EXERCISE DESCRIPTION
Please show each line of the listing where "below" is present.

● ● ● ● ●

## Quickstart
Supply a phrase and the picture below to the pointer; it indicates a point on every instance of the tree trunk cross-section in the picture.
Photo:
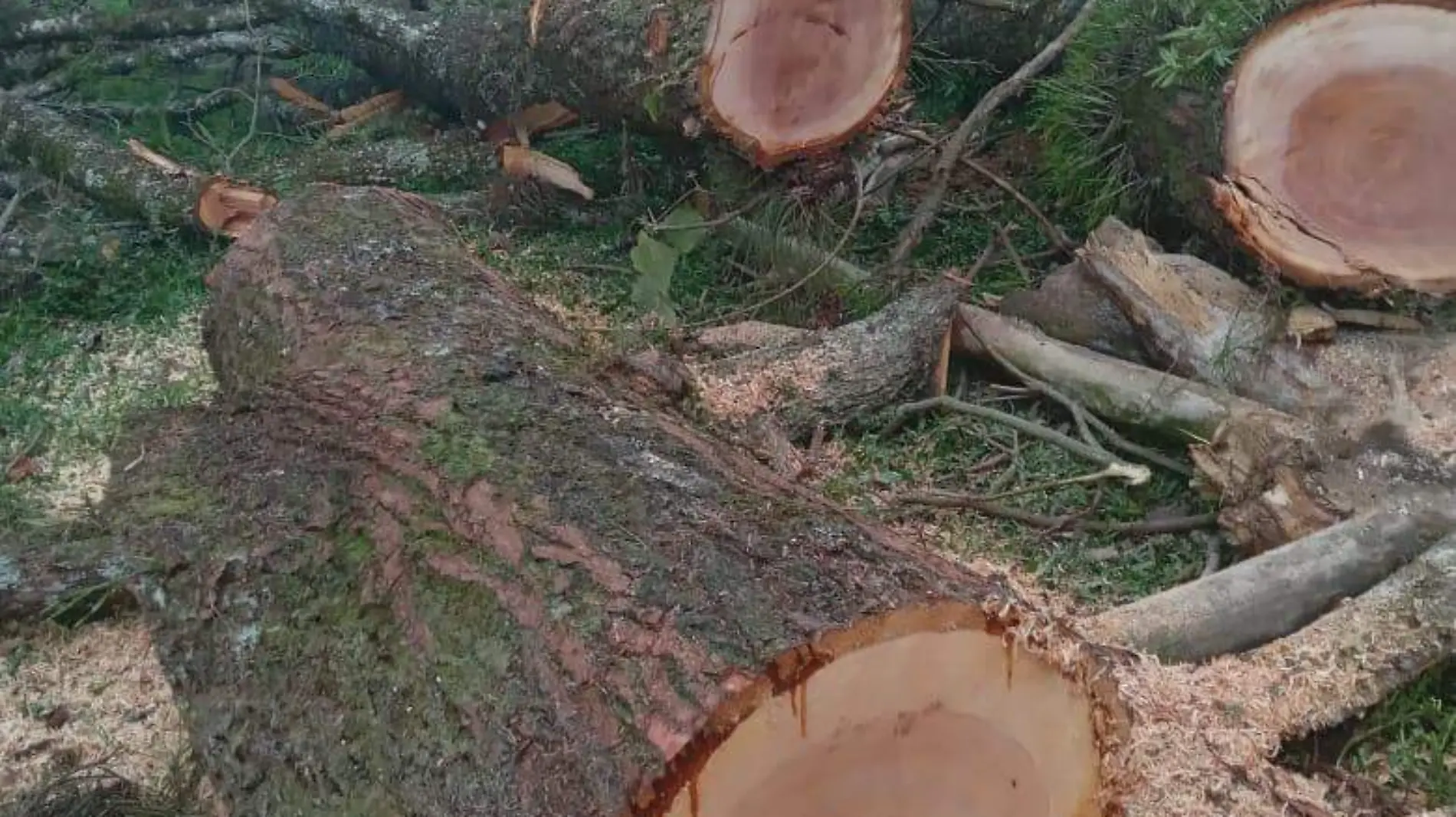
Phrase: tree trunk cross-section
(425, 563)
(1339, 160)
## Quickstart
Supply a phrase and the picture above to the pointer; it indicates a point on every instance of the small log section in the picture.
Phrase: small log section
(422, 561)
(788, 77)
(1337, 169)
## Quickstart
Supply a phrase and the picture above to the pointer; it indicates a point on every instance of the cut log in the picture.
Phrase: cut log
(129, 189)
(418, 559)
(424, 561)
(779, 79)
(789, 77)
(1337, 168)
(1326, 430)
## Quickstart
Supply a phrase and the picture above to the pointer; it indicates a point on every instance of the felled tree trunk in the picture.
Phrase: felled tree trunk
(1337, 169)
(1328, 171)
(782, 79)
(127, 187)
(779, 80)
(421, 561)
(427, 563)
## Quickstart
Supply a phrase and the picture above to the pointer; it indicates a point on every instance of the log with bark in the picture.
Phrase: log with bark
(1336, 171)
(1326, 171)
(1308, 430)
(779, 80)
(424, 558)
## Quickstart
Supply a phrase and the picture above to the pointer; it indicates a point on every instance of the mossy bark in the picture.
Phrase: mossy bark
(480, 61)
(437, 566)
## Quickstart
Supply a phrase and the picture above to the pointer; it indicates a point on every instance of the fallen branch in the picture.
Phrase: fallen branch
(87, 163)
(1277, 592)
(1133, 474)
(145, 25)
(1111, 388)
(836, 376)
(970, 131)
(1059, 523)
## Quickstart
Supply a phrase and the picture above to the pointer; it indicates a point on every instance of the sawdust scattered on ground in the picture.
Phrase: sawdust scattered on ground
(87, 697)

● ● ● ● ●

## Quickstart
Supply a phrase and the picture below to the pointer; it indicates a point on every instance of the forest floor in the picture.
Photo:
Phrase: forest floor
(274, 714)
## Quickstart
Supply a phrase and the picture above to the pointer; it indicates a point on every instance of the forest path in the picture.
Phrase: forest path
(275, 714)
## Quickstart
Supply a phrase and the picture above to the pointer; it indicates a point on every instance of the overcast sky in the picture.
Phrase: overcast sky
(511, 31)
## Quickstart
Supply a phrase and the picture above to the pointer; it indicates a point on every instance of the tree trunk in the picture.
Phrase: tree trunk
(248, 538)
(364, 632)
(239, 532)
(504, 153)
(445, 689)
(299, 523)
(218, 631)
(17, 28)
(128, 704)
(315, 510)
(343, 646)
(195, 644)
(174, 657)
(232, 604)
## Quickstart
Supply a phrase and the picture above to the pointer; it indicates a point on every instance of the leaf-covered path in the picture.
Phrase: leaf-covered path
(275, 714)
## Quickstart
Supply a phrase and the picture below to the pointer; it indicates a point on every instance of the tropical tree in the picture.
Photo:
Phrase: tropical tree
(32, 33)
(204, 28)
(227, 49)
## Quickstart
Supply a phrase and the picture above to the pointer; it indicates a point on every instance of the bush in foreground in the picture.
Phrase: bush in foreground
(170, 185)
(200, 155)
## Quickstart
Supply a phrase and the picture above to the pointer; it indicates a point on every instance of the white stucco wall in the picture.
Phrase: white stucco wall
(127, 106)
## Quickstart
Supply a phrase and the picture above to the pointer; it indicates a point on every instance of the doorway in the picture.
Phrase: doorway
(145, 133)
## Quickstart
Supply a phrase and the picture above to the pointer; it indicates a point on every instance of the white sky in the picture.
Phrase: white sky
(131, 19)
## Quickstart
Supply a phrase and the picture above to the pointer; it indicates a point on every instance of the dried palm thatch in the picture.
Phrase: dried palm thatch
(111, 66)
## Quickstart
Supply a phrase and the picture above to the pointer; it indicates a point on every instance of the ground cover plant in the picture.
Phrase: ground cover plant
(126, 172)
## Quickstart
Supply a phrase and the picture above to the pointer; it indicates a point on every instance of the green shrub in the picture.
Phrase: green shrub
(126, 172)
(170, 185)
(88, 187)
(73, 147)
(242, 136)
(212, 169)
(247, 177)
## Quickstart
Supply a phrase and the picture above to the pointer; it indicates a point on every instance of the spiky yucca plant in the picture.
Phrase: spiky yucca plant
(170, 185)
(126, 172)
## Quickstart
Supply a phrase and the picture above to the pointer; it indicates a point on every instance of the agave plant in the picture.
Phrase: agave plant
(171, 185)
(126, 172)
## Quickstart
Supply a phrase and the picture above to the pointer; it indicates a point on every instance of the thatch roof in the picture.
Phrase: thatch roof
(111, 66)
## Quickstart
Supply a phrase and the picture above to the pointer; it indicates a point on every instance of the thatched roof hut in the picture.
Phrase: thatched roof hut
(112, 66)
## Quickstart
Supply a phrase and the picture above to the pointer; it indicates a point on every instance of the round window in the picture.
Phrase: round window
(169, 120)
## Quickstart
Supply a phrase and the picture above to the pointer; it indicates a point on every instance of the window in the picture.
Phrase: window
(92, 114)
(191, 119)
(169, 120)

● ● ● ● ●

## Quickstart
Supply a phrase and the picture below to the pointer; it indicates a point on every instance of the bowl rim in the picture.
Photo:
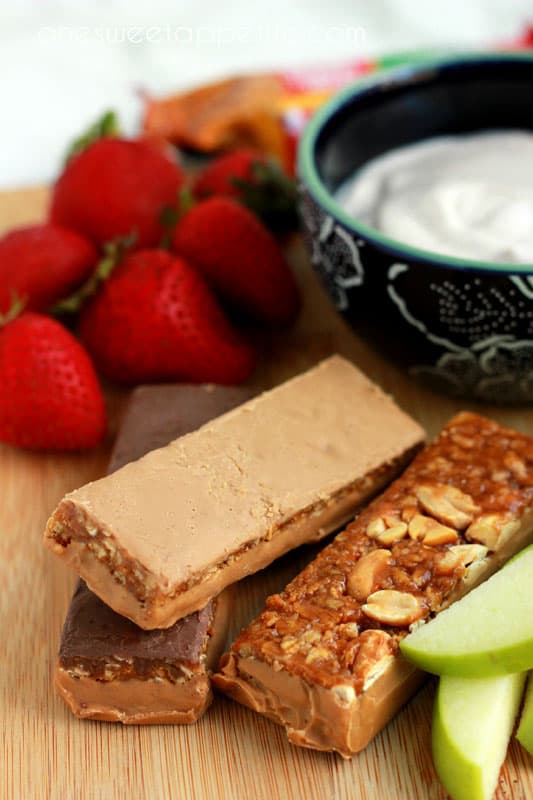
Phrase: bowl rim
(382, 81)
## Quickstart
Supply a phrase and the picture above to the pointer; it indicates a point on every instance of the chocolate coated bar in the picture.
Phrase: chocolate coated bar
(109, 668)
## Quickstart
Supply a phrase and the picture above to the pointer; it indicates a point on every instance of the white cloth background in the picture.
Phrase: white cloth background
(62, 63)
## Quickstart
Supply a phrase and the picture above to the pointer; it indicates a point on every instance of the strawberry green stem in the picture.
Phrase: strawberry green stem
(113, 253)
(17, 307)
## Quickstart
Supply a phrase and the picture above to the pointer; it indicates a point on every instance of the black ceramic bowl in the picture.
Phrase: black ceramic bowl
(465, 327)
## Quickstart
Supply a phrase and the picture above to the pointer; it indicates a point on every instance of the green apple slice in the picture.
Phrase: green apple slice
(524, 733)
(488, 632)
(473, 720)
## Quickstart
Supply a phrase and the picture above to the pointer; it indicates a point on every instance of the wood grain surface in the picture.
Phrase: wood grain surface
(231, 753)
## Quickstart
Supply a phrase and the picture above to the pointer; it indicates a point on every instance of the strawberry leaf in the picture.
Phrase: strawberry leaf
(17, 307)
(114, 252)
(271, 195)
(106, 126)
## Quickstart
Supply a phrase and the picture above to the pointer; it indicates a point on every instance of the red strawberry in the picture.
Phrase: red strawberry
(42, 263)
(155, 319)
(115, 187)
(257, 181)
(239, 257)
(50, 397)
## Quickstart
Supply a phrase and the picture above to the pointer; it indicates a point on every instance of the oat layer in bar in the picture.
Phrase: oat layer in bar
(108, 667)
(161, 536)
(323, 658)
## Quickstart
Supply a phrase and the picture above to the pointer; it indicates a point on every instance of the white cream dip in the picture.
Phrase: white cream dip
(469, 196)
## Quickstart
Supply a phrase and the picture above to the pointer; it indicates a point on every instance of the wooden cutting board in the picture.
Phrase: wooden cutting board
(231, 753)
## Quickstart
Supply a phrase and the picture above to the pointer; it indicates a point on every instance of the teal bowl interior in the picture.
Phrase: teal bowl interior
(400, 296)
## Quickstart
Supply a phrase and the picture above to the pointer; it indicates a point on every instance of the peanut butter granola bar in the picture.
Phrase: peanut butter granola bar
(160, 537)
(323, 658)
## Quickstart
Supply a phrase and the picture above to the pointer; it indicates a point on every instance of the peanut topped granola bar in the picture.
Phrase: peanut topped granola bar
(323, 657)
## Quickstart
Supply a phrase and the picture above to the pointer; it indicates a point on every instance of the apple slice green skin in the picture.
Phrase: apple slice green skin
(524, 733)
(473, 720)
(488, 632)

● ● ● ● ●

SOLVED EXERCISE
Supply a phrase and the picture below to the pointer; it indicates a point on every instance of the tree trunk cross-section in the picture.
Supply a phrase and the picture below to the pointer; it indicates a point on every instance of the forest floor in the picture.
Supply a phrase and the picture below to the pointer; it indicates a point on every instance of the tropical tree in the picture.
Supply a phrase and the picture below to the pointer; it indicates a point on every instance of the bowl rim in the picture.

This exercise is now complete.